> _PROBLEM 1_
Decide whether each statement, (a), (b) and (c), agrees with the account of the startup founder. Answer yes or no for each, and quote the words of the account that decide it. (a) The founder eventually paid the writer the rest of the money owed. (b) The founder registered for vendor booths at the Lyme disease events. (c) The founder got the writer's permission before using the jumpsuit selfie on a Facebook page.
> _PROBLEM 2_
Carry on the account of the startup founder, beginning after its last sentence.

> _READING PASSAGE_
^^^^
I finally walked away from that startup a day or two after he accused me of being into self-sabotage when he sent another text asking me to show up at a few upcoming Lyme disease related events selling those jumpsuits from out of backpacks. (He didn’t register for vendor booths at those events either.) Between the self-sabotage insult and the fact that I wasn’t paid the rest of the money I was owed for the work I had done, I realized that I had no future with this startup. I wrote a retraction post where I announced that I would no longer write about work that I’m doing for other people in this blog until after the work was finished or there was some kind of a closure.

The startup founder eventually paid me the rest of the money he owed me last November. Granted six months is a long time to wait for a paycheck but at least he paid so I thought I had some closure on this startup.

But then there was new drama earlier this year when the founder had decided to try reviving the Sawyer Permethrin-sprayed jumpsuit idea on a Facebook page using a selfie I took of myself wearing one of the jumpsuits without asking permission first or even trying to get me to sign a release. I didn’t hear any further from my ex-boss for a while after that incident.

Yesterday was Mother’s Day and I spent the entire day basking in the sunshine while attending the annual Greenbelt Green Man Festival (which I’ll write about in a future post). I had brought my laptop with me so, from time to time, I posted some of my pictures from the previous day’s Gateway Arts Open Studio Tour (which I’ll also write about in a future post) on to various social media sites like Facebook. I saw a lot of people writing online Mother’s Day greetings and posting pictures of mothers with their children. Imagine my surprise when my ex-boss posted something outrageous on Facebook where he not only accused his sister of doing something horrible to their mother but he even posted personal information about her that should never have been posted online. I took a screenshot of that post, which you can see below. I edited out the personal information but you can still get an idea of what he wrote.

He not only named his sister but he posted her personal phone number and encouraged anyone who read that post on Facebook to call that number. In a nutshell, this post says a lot more about him than his sister. That post reminded me of last year’s Square card reader incident when he accused me of being secretive (and my birth order only confirmed his suspicion) because I didn’t verbally announce “I’m going to do Option A…”
^^^^
> _INFORMATION_
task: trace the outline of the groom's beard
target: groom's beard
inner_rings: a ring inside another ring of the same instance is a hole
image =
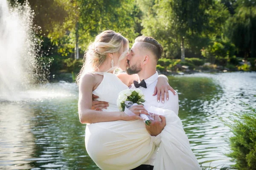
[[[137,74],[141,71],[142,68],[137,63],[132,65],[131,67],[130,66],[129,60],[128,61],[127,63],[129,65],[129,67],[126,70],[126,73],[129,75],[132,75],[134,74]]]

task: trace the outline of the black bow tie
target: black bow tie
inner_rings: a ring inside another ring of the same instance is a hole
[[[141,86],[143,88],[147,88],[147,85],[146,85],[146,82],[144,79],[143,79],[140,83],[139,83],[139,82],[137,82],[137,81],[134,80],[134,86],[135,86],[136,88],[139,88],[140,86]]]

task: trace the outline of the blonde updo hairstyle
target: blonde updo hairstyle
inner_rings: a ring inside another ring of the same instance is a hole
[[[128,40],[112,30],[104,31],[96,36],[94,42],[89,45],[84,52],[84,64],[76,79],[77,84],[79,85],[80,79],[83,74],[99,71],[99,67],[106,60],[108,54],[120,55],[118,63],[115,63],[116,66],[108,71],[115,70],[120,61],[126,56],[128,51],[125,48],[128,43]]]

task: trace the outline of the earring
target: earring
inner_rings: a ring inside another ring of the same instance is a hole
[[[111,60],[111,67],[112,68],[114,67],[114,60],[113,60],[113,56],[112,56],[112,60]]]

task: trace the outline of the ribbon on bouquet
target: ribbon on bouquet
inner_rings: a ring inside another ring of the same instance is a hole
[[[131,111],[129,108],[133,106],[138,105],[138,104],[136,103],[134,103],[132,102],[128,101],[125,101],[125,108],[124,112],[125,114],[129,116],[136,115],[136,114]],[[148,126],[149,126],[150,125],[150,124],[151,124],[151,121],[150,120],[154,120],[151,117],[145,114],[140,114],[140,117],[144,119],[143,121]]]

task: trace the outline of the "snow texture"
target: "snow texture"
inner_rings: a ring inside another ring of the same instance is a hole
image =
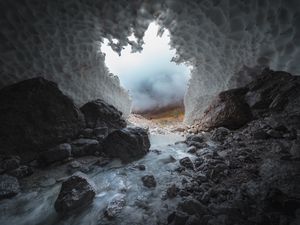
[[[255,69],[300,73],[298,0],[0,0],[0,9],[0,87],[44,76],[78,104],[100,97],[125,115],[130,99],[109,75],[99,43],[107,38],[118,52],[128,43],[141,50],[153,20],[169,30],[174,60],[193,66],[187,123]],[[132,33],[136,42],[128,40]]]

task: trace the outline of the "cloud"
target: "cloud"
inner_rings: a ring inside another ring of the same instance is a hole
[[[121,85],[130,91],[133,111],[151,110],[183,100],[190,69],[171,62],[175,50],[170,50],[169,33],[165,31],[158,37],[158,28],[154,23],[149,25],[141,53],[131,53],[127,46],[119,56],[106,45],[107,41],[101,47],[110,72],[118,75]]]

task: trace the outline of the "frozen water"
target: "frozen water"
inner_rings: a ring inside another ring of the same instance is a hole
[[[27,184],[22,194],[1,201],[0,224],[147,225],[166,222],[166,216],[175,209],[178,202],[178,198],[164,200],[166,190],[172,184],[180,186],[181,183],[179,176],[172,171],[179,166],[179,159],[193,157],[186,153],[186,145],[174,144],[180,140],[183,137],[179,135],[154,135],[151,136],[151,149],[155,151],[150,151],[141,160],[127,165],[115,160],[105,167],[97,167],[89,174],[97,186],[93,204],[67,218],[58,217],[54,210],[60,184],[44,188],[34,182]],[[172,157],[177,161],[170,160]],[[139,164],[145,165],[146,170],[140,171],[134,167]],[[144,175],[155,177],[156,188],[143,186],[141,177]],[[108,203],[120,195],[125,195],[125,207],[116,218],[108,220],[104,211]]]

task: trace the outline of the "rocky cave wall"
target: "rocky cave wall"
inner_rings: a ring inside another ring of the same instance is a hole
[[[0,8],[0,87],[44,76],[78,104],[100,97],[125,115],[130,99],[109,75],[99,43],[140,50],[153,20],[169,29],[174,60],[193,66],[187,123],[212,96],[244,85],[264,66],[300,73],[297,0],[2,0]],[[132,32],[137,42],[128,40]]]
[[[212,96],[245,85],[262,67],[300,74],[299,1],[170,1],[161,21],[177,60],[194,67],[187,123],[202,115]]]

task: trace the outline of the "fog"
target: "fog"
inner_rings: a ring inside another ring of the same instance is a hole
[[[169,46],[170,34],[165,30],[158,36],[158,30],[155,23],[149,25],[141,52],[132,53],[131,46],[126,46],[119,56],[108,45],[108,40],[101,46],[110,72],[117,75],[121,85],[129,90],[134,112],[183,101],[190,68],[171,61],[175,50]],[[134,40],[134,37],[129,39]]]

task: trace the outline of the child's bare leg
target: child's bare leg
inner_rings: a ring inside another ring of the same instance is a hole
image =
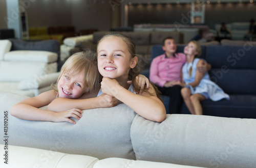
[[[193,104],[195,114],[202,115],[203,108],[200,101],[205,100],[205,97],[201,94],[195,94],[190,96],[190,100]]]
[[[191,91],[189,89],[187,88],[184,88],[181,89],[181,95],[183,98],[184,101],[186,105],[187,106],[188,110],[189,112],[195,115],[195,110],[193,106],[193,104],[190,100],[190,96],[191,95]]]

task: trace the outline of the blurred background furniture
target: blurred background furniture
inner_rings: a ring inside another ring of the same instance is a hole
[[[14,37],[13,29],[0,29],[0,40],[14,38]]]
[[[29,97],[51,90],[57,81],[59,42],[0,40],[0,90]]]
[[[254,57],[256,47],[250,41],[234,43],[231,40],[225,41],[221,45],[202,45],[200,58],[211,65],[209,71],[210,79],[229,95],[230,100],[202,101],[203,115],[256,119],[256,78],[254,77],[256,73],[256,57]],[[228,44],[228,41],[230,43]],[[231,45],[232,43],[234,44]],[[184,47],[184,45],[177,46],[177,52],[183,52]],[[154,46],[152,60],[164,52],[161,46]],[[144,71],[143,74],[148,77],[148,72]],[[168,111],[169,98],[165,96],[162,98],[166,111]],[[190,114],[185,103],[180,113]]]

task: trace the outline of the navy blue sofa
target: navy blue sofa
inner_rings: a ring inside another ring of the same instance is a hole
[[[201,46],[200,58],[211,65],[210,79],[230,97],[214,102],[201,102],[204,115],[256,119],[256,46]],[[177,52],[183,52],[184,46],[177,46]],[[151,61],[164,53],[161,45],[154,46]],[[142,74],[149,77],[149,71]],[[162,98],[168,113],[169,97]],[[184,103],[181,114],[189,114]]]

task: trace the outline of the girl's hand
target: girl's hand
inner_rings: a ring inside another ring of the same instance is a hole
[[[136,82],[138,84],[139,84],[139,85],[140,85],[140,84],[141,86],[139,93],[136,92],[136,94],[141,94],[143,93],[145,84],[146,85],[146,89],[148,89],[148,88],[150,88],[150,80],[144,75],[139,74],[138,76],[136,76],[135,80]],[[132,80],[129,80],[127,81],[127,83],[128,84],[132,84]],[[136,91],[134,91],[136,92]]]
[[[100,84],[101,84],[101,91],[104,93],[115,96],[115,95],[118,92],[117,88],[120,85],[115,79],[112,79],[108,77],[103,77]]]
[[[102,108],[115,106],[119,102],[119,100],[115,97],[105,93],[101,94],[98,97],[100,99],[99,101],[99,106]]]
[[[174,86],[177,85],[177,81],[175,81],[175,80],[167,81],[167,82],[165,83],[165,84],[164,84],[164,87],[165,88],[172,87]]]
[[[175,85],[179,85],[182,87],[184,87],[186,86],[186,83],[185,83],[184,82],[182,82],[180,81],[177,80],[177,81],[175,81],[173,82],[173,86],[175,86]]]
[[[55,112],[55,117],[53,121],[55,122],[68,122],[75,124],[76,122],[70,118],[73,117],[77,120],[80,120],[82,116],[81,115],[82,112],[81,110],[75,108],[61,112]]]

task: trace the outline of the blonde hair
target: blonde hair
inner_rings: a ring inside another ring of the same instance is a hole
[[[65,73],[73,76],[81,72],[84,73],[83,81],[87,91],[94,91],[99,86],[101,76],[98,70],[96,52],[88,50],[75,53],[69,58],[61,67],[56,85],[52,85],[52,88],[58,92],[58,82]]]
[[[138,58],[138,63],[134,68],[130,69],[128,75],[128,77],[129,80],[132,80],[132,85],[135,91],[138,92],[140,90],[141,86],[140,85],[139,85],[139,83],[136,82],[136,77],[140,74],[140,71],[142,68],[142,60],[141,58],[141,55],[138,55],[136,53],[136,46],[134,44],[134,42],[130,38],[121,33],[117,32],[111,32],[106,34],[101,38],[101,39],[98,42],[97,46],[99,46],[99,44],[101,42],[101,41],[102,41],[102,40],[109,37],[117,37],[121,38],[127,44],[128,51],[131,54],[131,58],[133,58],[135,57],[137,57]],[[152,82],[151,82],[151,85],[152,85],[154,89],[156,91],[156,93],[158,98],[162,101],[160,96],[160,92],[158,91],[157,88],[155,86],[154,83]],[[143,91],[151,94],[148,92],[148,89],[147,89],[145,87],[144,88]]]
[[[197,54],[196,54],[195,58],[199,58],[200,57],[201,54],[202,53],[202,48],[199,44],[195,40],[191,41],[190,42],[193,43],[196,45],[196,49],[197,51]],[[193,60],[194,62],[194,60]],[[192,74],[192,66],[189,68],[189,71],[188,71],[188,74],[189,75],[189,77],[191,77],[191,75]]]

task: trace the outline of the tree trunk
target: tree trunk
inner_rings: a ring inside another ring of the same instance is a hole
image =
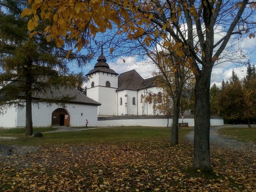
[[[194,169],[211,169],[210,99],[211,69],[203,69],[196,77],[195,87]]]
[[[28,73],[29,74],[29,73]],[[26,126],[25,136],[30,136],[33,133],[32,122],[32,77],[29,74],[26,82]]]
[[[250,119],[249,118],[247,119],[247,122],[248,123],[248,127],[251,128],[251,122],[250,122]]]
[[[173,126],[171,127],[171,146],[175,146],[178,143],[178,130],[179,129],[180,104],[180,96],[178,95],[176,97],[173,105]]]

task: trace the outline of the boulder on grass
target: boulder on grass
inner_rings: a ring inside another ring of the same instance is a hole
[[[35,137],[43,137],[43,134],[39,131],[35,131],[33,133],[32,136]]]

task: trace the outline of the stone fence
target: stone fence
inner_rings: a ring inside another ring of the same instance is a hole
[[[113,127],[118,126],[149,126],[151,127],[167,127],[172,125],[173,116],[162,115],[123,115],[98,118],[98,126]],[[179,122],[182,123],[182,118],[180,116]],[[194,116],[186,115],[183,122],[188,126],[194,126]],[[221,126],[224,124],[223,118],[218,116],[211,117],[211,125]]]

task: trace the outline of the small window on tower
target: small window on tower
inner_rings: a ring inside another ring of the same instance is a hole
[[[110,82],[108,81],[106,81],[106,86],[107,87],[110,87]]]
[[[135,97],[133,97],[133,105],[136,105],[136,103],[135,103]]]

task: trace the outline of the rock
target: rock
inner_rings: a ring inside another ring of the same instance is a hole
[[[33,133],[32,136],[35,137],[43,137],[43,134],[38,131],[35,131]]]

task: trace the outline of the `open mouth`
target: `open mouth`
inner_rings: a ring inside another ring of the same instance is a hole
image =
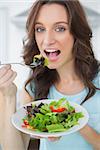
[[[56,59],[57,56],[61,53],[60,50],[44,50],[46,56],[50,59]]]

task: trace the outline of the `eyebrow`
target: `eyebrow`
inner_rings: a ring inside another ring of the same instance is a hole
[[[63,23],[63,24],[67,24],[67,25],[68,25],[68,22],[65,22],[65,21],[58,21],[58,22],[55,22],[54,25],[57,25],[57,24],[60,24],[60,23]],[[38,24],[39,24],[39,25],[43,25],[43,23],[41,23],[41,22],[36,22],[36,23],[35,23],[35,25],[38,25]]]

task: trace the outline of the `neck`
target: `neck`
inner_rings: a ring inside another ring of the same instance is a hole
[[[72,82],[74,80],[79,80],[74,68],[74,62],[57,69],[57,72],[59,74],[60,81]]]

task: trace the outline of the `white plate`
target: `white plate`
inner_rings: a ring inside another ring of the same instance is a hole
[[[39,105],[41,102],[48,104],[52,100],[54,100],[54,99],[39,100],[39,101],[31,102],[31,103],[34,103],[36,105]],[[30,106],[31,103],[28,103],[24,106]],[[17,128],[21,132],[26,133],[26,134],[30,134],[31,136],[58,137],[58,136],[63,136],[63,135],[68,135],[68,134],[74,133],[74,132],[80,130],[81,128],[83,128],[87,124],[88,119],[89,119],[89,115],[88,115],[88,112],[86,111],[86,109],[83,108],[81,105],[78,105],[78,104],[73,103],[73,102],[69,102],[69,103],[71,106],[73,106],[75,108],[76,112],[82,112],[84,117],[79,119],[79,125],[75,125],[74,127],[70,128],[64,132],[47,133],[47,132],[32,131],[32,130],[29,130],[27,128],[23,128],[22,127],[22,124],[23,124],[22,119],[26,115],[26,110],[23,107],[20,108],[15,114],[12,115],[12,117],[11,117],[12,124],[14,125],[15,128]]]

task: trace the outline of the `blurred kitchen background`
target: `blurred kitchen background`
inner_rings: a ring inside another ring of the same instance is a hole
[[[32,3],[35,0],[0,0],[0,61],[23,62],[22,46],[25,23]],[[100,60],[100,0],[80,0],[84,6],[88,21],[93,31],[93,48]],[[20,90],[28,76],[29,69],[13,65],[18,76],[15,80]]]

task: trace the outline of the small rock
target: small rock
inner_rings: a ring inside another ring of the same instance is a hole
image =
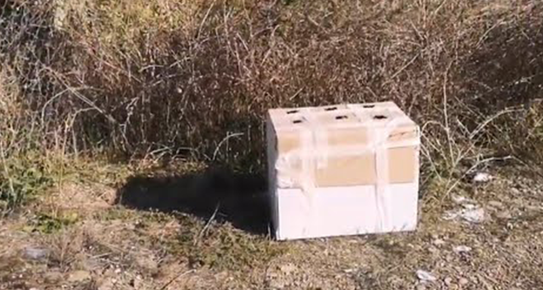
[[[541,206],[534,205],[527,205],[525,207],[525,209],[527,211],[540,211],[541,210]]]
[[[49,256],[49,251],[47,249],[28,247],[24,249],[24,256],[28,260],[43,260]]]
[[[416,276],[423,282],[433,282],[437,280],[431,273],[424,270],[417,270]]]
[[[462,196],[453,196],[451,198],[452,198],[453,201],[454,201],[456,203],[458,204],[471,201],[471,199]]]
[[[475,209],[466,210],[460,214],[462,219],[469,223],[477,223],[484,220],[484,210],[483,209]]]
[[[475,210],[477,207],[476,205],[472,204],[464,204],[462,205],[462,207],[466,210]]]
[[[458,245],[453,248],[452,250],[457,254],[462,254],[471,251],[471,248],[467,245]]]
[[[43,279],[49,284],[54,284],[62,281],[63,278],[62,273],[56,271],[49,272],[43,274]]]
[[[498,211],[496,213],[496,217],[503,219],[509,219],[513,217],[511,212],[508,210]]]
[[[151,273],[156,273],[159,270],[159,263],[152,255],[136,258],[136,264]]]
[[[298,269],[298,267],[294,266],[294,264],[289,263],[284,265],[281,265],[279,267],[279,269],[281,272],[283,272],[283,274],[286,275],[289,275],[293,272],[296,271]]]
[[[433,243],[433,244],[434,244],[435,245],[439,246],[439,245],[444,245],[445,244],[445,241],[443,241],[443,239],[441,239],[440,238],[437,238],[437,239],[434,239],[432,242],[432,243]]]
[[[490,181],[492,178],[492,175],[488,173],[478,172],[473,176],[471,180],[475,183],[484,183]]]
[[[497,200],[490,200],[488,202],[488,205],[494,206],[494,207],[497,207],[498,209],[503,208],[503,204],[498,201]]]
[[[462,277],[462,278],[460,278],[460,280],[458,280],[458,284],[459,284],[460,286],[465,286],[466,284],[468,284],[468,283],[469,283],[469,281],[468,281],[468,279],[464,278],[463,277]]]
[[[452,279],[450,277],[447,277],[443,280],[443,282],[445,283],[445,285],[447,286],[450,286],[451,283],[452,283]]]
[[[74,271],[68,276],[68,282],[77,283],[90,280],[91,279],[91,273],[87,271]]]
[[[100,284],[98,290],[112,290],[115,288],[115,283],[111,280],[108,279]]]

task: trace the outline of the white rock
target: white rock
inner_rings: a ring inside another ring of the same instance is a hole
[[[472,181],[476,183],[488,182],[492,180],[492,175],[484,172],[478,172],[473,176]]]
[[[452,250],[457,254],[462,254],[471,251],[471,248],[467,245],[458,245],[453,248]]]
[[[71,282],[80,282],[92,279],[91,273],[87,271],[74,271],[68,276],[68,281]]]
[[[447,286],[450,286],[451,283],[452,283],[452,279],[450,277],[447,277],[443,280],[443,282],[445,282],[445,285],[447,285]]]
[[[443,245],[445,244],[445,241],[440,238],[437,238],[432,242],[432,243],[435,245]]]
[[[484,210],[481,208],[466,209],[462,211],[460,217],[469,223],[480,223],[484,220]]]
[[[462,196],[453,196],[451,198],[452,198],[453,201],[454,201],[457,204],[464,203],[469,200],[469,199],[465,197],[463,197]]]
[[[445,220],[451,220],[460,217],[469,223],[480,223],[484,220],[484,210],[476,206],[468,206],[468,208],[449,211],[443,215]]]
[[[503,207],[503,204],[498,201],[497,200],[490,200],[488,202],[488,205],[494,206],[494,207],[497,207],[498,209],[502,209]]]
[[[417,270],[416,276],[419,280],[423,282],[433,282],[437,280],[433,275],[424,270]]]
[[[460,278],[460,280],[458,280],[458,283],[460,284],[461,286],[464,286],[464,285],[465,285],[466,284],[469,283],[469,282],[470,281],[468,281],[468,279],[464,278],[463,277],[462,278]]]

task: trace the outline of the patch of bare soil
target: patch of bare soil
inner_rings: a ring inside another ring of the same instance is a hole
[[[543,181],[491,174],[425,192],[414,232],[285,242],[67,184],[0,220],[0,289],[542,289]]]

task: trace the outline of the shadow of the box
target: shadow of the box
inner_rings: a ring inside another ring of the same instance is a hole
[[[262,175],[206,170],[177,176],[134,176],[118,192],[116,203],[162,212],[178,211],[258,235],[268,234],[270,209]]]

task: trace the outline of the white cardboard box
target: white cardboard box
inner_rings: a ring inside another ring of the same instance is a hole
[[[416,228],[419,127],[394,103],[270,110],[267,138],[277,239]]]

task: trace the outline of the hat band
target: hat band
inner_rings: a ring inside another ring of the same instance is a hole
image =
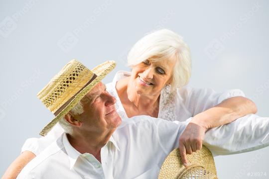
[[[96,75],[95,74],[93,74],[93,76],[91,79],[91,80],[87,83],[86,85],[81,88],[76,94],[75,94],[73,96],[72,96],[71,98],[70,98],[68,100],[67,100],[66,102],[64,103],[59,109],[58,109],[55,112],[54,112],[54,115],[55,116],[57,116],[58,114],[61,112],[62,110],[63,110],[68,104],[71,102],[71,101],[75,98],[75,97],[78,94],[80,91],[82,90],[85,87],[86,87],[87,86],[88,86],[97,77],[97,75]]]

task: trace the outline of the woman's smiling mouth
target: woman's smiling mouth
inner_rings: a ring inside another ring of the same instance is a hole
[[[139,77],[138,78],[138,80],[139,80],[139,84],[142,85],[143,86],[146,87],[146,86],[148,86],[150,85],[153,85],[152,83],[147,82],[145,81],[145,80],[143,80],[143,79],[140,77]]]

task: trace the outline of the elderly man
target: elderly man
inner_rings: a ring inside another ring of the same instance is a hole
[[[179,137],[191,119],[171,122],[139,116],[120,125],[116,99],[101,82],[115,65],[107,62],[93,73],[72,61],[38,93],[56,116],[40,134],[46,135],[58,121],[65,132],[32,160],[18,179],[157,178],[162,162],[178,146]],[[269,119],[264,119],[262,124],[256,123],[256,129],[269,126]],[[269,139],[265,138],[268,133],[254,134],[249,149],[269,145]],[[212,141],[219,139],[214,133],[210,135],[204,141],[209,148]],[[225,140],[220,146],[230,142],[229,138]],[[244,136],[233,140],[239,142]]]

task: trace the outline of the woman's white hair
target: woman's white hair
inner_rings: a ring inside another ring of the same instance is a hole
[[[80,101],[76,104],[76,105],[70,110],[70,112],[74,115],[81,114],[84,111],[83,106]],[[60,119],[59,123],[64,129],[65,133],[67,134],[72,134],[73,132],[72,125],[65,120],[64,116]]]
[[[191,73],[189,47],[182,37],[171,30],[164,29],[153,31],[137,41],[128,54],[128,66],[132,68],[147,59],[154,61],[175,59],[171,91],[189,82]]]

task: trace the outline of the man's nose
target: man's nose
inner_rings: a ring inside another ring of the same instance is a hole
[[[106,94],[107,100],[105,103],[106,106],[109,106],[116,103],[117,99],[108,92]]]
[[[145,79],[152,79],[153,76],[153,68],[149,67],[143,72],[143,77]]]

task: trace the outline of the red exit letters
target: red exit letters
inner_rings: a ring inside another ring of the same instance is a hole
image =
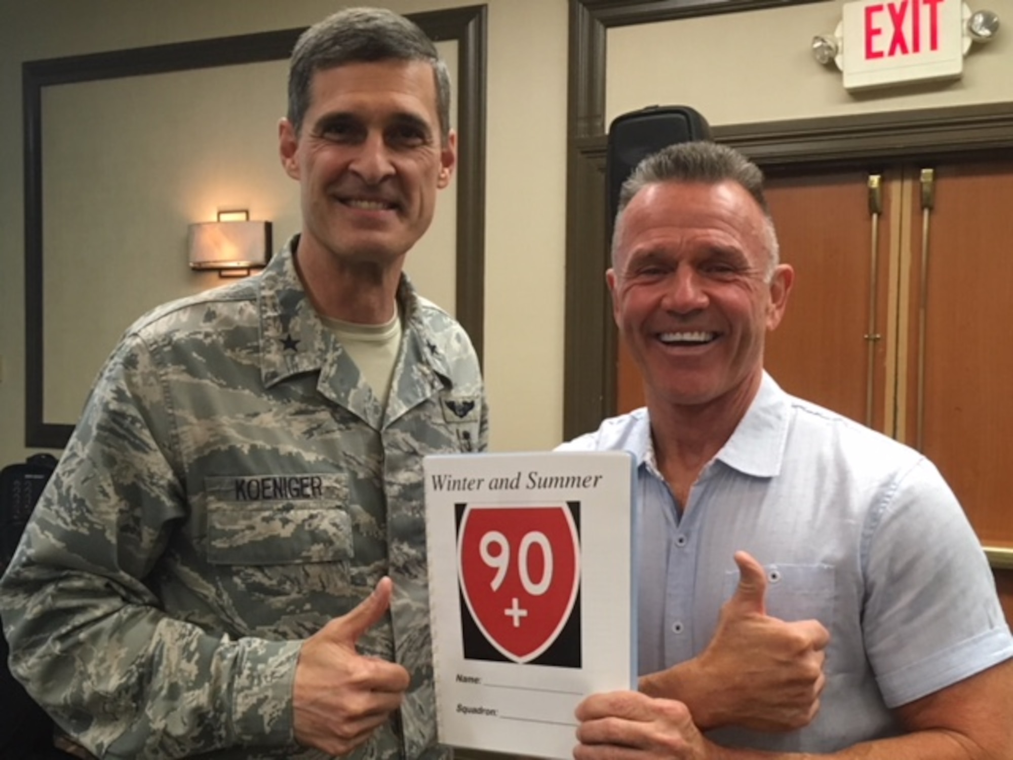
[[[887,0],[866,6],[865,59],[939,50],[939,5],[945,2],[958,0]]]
^^^^
> _ANSWER AREA 1_
(a) Yes: "The startup founder eventually paid me the rest of the money he owed me last November."
(b) No: "He didn’t register for vendor booths at those events either."
(c) No: "without asking permission first or even trying to get me to sign a release."

> _ANSWER AREA 2_
What’s more, he immediately made this one comment where he only linked to the notorious documentary Grey Gardens. (For the record, I have never seen that documentary. I did see the made for HBO movie that featured Jessica Lange and Drew Barrymore as the dysfunctional mother-daughter pair back when I was still happily married and we still had cable TV.) It’s like he’s cryptically implying that his mother is trapped into a similar dysfunctional relationship with his sister (I think but I don’t know what is going on inside that man’s head). That is so reminiscent of when he cryptically sent me that text asking for feedback on what we could’ve done differently at the Loudon Lyme event, I provided a straightforward opinion, and he responded with that multipart text saying that it was really a trick question because he expected me to write about my own mistakes and he accused me of being into self-sabotage.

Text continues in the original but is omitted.